PROBLEM STATEMENT: Only the records, repeated exactly, should make up the response.

(Natural-language object grounding data)
--- START ---
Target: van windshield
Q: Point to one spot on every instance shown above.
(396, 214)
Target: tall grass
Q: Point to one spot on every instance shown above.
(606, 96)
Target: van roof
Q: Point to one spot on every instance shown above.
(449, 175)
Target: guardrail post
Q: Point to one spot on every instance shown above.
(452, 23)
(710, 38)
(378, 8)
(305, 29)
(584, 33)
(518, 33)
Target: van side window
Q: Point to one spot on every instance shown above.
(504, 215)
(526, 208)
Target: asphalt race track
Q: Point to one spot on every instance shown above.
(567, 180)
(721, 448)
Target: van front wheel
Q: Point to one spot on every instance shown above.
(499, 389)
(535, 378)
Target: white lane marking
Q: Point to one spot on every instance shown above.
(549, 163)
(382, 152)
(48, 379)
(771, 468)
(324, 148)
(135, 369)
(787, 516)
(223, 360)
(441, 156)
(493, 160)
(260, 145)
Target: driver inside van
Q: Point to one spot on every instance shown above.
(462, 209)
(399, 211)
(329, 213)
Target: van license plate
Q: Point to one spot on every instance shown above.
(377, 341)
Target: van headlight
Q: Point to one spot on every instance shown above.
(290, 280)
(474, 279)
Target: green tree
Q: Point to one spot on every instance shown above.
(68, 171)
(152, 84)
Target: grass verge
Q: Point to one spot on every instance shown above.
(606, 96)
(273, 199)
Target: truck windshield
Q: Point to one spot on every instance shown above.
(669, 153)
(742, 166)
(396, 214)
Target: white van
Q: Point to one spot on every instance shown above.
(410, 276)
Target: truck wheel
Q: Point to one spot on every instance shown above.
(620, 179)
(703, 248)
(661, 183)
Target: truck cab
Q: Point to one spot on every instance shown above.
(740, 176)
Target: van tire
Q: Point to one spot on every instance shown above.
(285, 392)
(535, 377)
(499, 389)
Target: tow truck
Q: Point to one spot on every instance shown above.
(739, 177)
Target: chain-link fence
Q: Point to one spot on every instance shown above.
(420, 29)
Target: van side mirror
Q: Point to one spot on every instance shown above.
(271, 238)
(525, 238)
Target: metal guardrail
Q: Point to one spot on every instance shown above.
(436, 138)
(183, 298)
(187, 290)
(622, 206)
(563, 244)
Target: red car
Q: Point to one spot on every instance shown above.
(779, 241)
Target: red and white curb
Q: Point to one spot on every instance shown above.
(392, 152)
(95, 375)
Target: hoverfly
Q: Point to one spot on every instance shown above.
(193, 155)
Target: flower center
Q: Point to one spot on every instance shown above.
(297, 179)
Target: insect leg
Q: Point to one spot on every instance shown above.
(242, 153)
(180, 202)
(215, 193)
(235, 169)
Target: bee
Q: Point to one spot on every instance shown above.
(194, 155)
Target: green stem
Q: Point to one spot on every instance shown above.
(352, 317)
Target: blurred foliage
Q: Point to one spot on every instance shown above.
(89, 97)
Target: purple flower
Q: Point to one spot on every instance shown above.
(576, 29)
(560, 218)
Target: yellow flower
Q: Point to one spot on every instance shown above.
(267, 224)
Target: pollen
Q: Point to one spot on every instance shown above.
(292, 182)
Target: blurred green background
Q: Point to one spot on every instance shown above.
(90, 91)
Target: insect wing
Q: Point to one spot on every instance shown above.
--- END ---
TASK ANSWER:
Target: van windshield
Q: Point to one spot on every instance shown above.
(396, 214)
Target: tall grass
Q: Point to one spot on every instance shown above.
(606, 96)
Target: van roof
Q: Point to one spot on every instance shown above.
(449, 175)
Target: guardrail post
Q: Point to one spot on every instance shown above.
(452, 23)
(710, 38)
(378, 8)
(305, 29)
(584, 33)
(518, 33)
Target: van side window
Q: Point to one spot on every instance shown above.
(504, 215)
(526, 208)
Target: asphalt race track
Q: Point to one spot on every instance shown above.
(567, 180)
(721, 448)
Target: van front wheel
Q: Point to one spot on every instance shown above.
(499, 389)
(535, 378)
Target: white lane marking
Q: Point to one spot on every instance shown above.
(549, 163)
(382, 152)
(48, 379)
(771, 468)
(324, 148)
(135, 369)
(787, 516)
(223, 360)
(441, 156)
(493, 160)
(260, 145)
Target: driver inside van
Q: Point to one spot on every instance shown above.
(462, 209)
(399, 211)
(329, 213)
Target: van license plate
Q: Point to one spot on every instance shown above.
(377, 341)
Target: van headlight
Q: Point to one spot on every instance shown above.
(290, 280)
(474, 279)
Target: green tree
Q: Point to one spot on every instance shown above.
(68, 171)
(152, 84)
Target: grass verge
Q: Point to one spot on every instance shown above.
(606, 96)
(273, 199)
Target: truck windshield
Q: Point to one spot on every instance shown above.
(669, 153)
(742, 166)
(396, 214)
Target: white van
Q: Point to one spot on every instance shown above.
(410, 276)
Target: truck wheel
Q: Point to one spot on every instance shown above.
(620, 179)
(703, 248)
(661, 183)
Target: truck cab
Q: Point to one spot on every instance shown above.
(740, 176)
Target: van tire
Q: Point to one spot on every instance shown above.
(285, 392)
(535, 377)
(499, 389)
Target: tow truck
Q: Point to one spot on every instance shown above.
(739, 177)
Target: chain-link fence
Q: Point to one spot on every instance shown above.
(420, 29)
Target: van side mirror
Q: Point to one spot on every instance shown above.
(271, 238)
(525, 238)
Target: metal guardrail
Q: Point to one spot on every instance shown above.
(436, 138)
(183, 298)
(187, 290)
(622, 206)
(563, 244)
Target: red car
Q: Point to one spot on every instance shown above.
(779, 241)
Target: red and white curb
Q: Point to one spot on every instance shown above.
(392, 152)
(95, 375)
Target: hoverfly
Q: Point to one spot on every instance shown above.
(193, 155)
Target: flower center
Q: Point to one spot on every instance shown above.
(297, 179)
Target: insect leg
Q: Point to one spot on every instance shown above.
(242, 153)
(180, 202)
(215, 193)
(235, 169)
Target: bee
Q: Point to one spot on every instance shown above.
(194, 155)
Target: green stem
Q: Point to one spot on every instance shown above.
(352, 317)
Target: blurred foliage
Q: Point to one spot on every instance shown above.
(89, 97)
Target: purple flower
Q: Point to one spot on every instance shown above.
(576, 29)
(560, 218)
Target: yellow flower
Q: Point to one spot on every instance shown above.
(267, 224)
Target: pollen
Q: Point to one spot on every instance shown above.
(292, 182)
Target: blurred green background
Q: Point to one spot on every instance shown above.
(90, 91)
Target: insect wing
Q: Point to one spot on every instance shown above.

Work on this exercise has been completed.